Continue the account below of the days spent without power after a severe storm, picking up after its final paragraph.

__Excerpted text__.
━━━━
Give thanks to the Lord, for he is good – Psalms 118:1

Mother Nature can be a beast. We learned this after a severe, freak storm hit us last Friday, downing trees and knocking out our power. More storms followed, slowing down the restoration in our area. It seemed we had been forgotten, but by the grace of God we made it through.

After seven and a half days without power, here is what I learned:

Day 1: How do people cope during major hurricanes (Katrina), massive tornadoes (Joplin, MO), etc.? Callie and I attempted to go shopping on Saturday to avoid the heat at home (it was a balmy 89 degrees in my house) and to basically have something to do. The shelves in the stores were already empty where gallon jugs of water should have been. Credit card machines were not working, making it difficult for people to purchase anything, including food, unless you had cash. Who carries cash anymore? Not the poor lady at Target with two screaming kids and a cart full of things to get her through the outage. She was forced to leave her things and go to the ATM. I have even more sympathy now for those people in the types of disasters mentioned above. God bless them.

Day 2: Greg’s mom and step-dad are very generous people. I knew this already, but they were particularly generous in the coming days with food, beds, fresh towels and showers. We were very grateful to have somewhere to stay for four nights and the added bonus of some bonding time. God blessed us.
━━━━
__Record excerpts__.
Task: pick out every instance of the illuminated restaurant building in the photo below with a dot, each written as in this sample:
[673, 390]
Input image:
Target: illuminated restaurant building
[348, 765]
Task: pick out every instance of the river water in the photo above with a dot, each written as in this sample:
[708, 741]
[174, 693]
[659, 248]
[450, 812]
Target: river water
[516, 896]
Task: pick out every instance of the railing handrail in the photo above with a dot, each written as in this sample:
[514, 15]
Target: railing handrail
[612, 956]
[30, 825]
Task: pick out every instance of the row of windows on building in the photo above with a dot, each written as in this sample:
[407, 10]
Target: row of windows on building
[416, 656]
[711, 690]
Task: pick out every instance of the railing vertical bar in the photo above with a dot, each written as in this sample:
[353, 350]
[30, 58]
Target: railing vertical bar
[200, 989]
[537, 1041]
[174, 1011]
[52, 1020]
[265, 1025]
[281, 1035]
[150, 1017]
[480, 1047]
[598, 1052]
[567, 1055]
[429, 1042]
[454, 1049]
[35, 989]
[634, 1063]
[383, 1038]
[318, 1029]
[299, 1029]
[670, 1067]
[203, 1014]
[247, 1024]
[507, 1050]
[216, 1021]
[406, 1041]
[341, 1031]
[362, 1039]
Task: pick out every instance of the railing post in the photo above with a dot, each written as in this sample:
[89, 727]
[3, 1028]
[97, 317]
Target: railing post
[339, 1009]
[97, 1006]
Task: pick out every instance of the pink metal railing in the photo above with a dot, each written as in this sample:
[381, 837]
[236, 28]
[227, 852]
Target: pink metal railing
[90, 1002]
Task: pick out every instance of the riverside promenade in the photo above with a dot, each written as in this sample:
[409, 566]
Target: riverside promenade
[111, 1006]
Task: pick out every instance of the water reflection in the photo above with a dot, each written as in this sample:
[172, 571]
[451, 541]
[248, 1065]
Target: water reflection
━━━━
__Your response__.
Day 3: Sometimes things work out just right despite the odds. We had planned a trip to Carowinds in Charlotte for Monday and had made reservations to spend the night in a hotel. A much needed break and a hotel room were just the ticket. We had AC, beds, a bathroom, fresh towels and free breakfast without worrying about bothering anyone.

Day 4: I loathe the Laundromat. Is there a stronger word than loathe? If so, I would use it. It was 96 outside and 96 inside. It took what seemed like an eternity to dry the clothes. The power went out while I was there. Thankfully I was almost finished. Then a storm brewed as I loaded the car. We made it home safely though and had clean clothes. We also were able to fill jugs of water from the river (thankful to live close to the river!) to flush toilets. God provided again despite my grumblings.

Day 5: Greg will do whatever he can to make us happy. I admit my patience at this point had run thin. I just wanted some normalcy and it didn’t seem to be coming anytime soon. I still have a lot of work to do in the “be patient” department. We managed to borrow a generator and air conditioner window unit and sleep at home in our own beds. I am so thankful for a man who takes care of us. He is wonderful. God bless him.

Day 6: Back to work for me. I learned it IS possible to get ready for work with a generator-powered flat iron and a Coleman lantern. We also ended up with an extra AC unit (it wouldn’t fit in our bedroom window). I tried to pass it along to someone who needed it but everyone I asked didn’t have a generator to power it. I tried.

Day 7: At this point, I learned to just roll with it. Praying for those white trucks to come along and for God to give them the abilities they needed (in the miserable heat) to restore our power. Someone left us a case of bottled water on our doorstep. People were still being generous despite everything that was going on.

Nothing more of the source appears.